▶ _TO DO_:
Reproduce every row below verbatim, omitting the images.

▶ _Point annotation rows_:
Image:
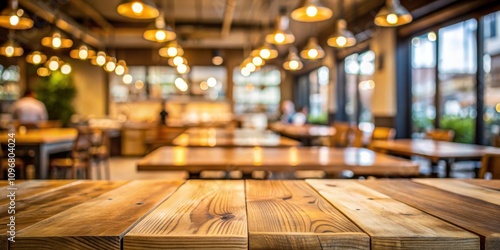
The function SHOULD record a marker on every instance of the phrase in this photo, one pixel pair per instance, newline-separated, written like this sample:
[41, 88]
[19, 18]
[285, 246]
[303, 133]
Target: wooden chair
[341, 136]
[78, 160]
[4, 167]
[490, 164]
[440, 135]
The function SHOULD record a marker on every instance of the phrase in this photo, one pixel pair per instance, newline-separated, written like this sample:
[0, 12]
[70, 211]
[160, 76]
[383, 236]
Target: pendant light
[172, 49]
[11, 49]
[393, 14]
[14, 18]
[311, 11]
[83, 53]
[312, 50]
[282, 34]
[160, 32]
[57, 41]
[138, 9]
[36, 57]
[293, 62]
[266, 51]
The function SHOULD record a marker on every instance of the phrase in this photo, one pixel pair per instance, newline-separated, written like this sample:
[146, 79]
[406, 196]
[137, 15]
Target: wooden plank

▶ _OUTPUT_:
Image:
The function SHOULD record a marker on every instance of the phrase in this photo, one pixel pair per instance, newline-separated, written like this sample:
[41, 88]
[19, 18]
[285, 246]
[303, 133]
Target: wooden chair
[341, 136]
[78, 160]
[4, 167]
[490, 164]
[440, 135]
The function SHOULD record a marker on every instance of the phrase in this photo, one pixel pair per instance, newline-separated, written like this sample:
[0, 12]
[70, 211]
[160, 76]
[383, 236]
Target: pendant light
[172, 49]
[11, 49]
[393, 14]
[14, 18]
[311, 11]
[83, 53]
[312, 50]
[282, 34]
[160, 32]
[57, 41]
[138, 9]
[36, 57]
[293, 62]
[266, 51]
The function SHOULD record a marker on every instance of the phrase in this photo, one pixel pair per instance, newline-separated, written like this sample:
[146, 79]
[406, 196]
[137, 15]
Target: wooden plank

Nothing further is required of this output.